--- START OF PROVIDED RECORDS ---

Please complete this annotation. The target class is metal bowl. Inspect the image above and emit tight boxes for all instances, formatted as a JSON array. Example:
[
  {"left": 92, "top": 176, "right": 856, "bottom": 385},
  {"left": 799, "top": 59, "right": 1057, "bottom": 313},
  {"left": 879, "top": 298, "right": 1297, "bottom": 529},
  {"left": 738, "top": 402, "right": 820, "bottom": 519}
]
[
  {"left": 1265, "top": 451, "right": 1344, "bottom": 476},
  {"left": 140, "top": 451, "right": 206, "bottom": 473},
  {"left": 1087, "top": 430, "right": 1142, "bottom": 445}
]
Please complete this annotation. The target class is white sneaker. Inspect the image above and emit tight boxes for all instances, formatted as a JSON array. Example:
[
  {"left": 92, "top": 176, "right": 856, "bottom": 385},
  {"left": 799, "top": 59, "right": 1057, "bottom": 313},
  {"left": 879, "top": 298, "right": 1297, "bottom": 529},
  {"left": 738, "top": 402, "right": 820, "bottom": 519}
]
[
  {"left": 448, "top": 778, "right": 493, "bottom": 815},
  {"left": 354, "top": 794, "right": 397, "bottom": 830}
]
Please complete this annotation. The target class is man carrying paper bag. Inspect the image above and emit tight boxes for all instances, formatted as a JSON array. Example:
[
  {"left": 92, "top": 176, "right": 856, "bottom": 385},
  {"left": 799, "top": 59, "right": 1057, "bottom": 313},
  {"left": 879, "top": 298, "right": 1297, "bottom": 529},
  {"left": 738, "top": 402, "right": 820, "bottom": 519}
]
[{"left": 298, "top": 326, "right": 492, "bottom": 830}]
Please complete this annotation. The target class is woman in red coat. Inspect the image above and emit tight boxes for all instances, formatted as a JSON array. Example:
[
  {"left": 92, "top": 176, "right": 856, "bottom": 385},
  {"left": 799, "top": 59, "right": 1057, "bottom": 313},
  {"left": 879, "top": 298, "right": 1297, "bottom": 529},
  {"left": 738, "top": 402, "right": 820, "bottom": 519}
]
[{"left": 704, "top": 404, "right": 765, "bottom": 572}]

--- END OF PROVIDED RECORDS ---

#### WRITTEN EXERCISE:
Could you rewrite the material above with "annotation" swapped for "labeling job" wherever it appears, leaving everything else unchanged?

#### RESULT OF THIS TASK:
Please complete this labeling job. The target class is metal bowl. Inspect the image above and emit tight boxes for all instances, formatted as a JSON array. Example:
[
  {"left": 92, "top": 176, "right": 856, "bottom": 385},
  {"left": 799, "top": 59, "right": 1057, "bottom": 313},
  {"left": 879, "top": 298, "right": 1297, "bottom": 529},
  {"left": 738, "top": 402, "right": 820, "bottom": 519}
]
[
  {"left": 1265, "top": 451, "right": 1344, "bottom": 476},
  {"left": 140, "top": 451, "right": 206, "bottom": 473},
  {"left": 1087, "top": 430, "right": 1142, "bottom": 445}
]
Please complete this labeling job. The target class is white sneaker. Inspect the image above and emit tight boxes for all instances, formatted as a JSON array. Example:
[
  {"left": 92, "top": 176, "right": 856, "bottom": 385},
  {"left": 799, "top": 59, "right": 1057, "bottom": 313},
  {"left": 879, "top": 298, "right": 1297, "bottom": 529},
  {"left": 738, "top": 402, "right": 820, "bottom": 519}
]
[
  {"left": 448, "top": 778, "right": 493, "bottom": 815},
  {"left": 354, "top": 794, "right": 397, "bottom": 830}
]
Please complete this labeling job. The target class is man carrying paper bag. Inspect the image above and emit tight boxes for all instances, formatted as a JSON array. Example:
[
  {"left": 92, "top": 176, "right": 856, "bottom": 385},
  {"left": 799, "top": 59, "right": 1057, "bottom": 313},
  {"left": 879, "top": 298, "right": 1297, "bottom": 529},
  {"left": 738, "top": 402, "right": 820, "bottom": 519}
]
[{"left": 298, "top": 326, "right": 492, "bottom": 830}]
Please complete this labeling job. The target class is woman in red coat. Inspect the image above and emit tight boxes for all instances, formatted as a JSON array. Example:
[
  {"left": 92, "top": 176, "right": 856, "bottom": 385},
  {"left": 799, "top": 59, "right": 1057, "bottom": 313},
  {"left": 879, "top": 298, "right": 1297, "bottom": 529},
  {"left": 738, "top": 402, "right": 820, "bottom": 519}
]
[{"left": 704, "top": 404, "right": 765, "bottom": 572}]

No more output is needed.